Excerpted passage
☆ ☆ ☆ ☆ ☆ ☆ ☆

There is a secret TB, Audi wont given me the number.
Not talked to ACS, they'd swear blind Audi doesn't exist if asked.

Each person needs to go back to their dealer, dealer will REDO and submit to AUK via DISS for approval.
THIS IS NOT A GUARANTEED REPLACEMENT.


----------



## GhosTTy (Oct 10, 2007)

Toshiba said:


> There is a secret TB, Audi wont given me the number.
> Not talked to ACS, they'd swear blind Audi doesn't exist if asked.
> 
> Each person needs to go back to their dealer, dealer will REDO and submit to AUK via DISS for approval.
> THIS IS NOT A GUARANTEED REPLACEMENT.


Tosh, this is what happened to me. My original complaint has been on DISS since 2007. My dealer took another photo and re-submitted a DISS report. Fingers crossed.


----------



## GhosTTy (Oct 10, 2007)

It'll be interesting to see if later model have better seats. Maybe from MY10?


----------



## Toshiba (Jul 8, 2004)

GhosTTy said:


> It'll be interesting to see if later model have better seats. Maybe from MY10?


MY10 is on the system now, still not showing anything different








.


----------



## shamster (Feb 21, 2007)

I'm booked in on monday for the fix. I'll let you know what happens. At the moment they are suggesting that the drivers side is all they have ordered up but I am meeting the aftersales mgr when I drop it off and he's pretty on the ball so hopefully he'll sort out both sides.


----------



## proport (Jan 9, 2009)

Tosh - looking at the diagram above, the seat bottom looks to have a different design. Is that the case or is it just the drawing?

☆ ☆ ☆ ☆ ☆ ☆ ☆

Records from a source of data

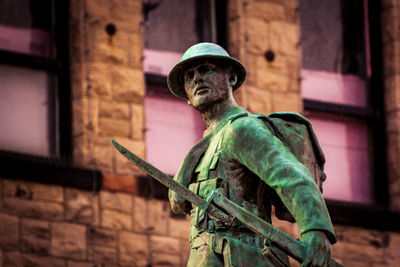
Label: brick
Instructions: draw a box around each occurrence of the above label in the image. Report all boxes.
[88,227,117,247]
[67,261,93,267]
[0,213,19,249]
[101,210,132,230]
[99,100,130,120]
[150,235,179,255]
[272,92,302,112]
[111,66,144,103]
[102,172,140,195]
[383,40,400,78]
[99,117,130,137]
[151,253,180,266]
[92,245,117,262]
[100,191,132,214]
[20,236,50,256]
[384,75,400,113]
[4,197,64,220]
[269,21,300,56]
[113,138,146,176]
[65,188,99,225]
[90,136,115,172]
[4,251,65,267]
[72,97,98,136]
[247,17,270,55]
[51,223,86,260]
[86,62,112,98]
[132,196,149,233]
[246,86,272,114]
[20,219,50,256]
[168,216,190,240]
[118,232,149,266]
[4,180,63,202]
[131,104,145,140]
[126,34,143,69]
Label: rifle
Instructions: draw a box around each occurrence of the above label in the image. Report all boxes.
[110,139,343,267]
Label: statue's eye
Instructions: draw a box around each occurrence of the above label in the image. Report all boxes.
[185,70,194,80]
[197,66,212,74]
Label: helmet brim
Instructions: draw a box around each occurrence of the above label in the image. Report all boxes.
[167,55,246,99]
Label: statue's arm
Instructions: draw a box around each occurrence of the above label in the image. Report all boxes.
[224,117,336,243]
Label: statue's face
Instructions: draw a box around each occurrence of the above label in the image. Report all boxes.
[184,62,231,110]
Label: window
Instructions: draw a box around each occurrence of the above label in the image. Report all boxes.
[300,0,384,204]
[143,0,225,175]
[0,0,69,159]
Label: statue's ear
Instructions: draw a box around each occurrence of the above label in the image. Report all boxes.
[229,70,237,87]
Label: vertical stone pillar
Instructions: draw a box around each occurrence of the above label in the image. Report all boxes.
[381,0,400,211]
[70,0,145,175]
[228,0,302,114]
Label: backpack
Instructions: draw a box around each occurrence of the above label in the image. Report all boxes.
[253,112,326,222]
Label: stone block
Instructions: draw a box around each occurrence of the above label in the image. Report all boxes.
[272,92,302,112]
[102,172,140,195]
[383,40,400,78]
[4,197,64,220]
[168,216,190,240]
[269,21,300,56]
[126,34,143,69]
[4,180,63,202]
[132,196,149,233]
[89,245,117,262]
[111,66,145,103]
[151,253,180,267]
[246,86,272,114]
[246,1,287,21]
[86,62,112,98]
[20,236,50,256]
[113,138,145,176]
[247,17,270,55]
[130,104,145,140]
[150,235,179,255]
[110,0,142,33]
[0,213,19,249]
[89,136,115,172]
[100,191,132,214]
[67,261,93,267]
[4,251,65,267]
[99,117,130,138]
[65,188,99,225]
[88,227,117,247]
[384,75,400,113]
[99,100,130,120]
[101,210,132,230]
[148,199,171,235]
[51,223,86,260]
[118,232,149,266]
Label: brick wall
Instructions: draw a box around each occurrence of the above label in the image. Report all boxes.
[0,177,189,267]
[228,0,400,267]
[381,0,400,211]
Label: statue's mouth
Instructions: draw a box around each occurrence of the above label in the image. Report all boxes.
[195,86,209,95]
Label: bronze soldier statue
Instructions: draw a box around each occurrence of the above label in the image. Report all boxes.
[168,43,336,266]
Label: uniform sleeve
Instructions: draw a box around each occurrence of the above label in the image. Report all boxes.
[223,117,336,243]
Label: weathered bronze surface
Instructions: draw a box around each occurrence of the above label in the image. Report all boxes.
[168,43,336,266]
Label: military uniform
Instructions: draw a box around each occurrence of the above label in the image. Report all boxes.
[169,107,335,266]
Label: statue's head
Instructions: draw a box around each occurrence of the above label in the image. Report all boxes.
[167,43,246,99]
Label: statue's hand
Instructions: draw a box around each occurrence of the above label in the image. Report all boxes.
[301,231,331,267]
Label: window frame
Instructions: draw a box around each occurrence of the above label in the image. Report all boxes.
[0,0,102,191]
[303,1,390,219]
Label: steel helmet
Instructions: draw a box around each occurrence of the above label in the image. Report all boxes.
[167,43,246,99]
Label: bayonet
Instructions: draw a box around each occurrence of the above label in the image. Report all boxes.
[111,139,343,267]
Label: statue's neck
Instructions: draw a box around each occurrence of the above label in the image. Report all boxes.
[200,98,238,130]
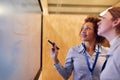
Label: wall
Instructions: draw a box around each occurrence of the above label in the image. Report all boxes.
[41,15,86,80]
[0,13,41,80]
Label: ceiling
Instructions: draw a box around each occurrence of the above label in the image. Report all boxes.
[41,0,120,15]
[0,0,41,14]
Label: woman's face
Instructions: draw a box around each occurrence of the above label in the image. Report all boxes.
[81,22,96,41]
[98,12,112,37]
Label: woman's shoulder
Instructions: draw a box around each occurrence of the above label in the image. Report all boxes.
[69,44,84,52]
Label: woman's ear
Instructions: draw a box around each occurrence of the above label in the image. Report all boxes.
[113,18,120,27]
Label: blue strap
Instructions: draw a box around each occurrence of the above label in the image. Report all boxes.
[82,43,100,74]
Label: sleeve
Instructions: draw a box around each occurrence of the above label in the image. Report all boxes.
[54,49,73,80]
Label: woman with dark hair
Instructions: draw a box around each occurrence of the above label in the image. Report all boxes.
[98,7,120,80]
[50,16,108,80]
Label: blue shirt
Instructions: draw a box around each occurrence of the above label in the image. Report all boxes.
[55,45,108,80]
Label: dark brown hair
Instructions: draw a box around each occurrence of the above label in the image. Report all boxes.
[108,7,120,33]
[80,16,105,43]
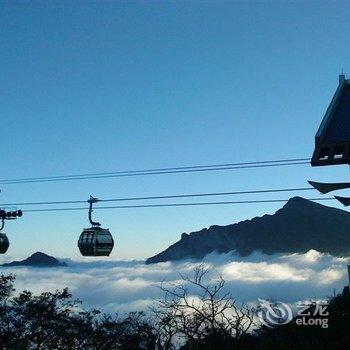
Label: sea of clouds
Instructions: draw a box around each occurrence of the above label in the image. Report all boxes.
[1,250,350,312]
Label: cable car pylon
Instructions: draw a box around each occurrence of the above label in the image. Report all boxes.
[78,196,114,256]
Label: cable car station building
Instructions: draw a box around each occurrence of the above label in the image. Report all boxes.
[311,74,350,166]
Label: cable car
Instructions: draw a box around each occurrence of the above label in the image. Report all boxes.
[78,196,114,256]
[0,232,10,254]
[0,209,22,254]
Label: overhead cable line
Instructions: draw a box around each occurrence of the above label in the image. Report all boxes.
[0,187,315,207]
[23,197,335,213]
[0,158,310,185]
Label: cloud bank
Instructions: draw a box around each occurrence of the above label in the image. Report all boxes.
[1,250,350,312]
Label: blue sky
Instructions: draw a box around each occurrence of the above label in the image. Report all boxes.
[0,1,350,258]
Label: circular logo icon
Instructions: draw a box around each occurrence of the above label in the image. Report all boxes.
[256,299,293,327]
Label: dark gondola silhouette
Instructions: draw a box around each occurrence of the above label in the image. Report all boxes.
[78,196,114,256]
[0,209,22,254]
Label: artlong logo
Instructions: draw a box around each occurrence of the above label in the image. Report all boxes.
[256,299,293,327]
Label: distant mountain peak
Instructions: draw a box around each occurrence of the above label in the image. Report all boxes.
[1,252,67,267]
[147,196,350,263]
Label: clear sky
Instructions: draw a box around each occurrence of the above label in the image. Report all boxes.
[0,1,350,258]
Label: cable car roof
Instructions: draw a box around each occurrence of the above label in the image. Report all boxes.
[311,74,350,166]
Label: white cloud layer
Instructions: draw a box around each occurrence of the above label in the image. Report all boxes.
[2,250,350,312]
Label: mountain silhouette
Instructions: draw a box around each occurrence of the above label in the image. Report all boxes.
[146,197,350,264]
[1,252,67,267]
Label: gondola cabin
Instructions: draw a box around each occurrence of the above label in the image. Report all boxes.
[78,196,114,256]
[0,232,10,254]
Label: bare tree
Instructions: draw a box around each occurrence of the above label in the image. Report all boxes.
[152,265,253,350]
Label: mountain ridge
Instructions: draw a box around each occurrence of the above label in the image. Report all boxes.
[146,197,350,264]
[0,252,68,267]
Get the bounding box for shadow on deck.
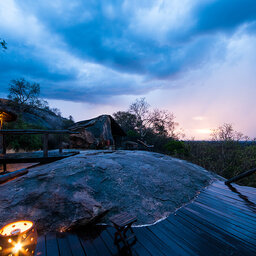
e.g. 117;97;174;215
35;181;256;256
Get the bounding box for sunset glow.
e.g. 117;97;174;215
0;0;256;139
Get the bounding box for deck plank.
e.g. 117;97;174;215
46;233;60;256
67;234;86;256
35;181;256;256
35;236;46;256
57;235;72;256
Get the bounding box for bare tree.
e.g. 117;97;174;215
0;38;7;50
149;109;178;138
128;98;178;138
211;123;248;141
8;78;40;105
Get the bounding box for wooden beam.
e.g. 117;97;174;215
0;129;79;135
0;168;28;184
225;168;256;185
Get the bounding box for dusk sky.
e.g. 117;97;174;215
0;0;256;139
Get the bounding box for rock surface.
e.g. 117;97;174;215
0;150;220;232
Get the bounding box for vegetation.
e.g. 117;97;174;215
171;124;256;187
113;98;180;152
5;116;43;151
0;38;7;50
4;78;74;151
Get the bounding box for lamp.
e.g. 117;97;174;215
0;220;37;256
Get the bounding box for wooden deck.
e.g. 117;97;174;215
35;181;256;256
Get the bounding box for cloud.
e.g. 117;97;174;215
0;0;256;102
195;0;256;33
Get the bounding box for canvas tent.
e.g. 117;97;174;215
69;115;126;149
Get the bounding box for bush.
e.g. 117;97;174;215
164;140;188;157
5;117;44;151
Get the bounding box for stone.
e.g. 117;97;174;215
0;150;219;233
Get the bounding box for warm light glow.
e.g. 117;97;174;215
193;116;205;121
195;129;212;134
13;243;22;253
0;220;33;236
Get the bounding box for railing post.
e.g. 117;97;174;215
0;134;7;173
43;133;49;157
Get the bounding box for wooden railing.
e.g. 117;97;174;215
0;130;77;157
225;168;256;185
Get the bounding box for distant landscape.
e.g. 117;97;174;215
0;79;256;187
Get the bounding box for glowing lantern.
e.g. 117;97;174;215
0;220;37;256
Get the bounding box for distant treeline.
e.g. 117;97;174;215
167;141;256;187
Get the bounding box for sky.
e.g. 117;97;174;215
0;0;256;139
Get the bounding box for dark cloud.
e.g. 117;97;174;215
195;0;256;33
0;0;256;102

☆ ☆ ☆ ☆ ☆ ☆ ☆

Jobs
A – Can you print the stretch of the forum thread from "## proport (Jan" through "just the drawing?", word for word?
B – Which lines of the listing contain the word "deck"? Return each of them in full.

Solutions to the problems
A –
## proport (Jan 9, 2009)

Tosh - looking at the diagram above, the seat bottom looks to have a different design. Is that the case or is it just the drawing?

B –
Get the bounding box for shadow on deck.
Get the bounding box for deck plank.
Get the bounding box for wooden deck.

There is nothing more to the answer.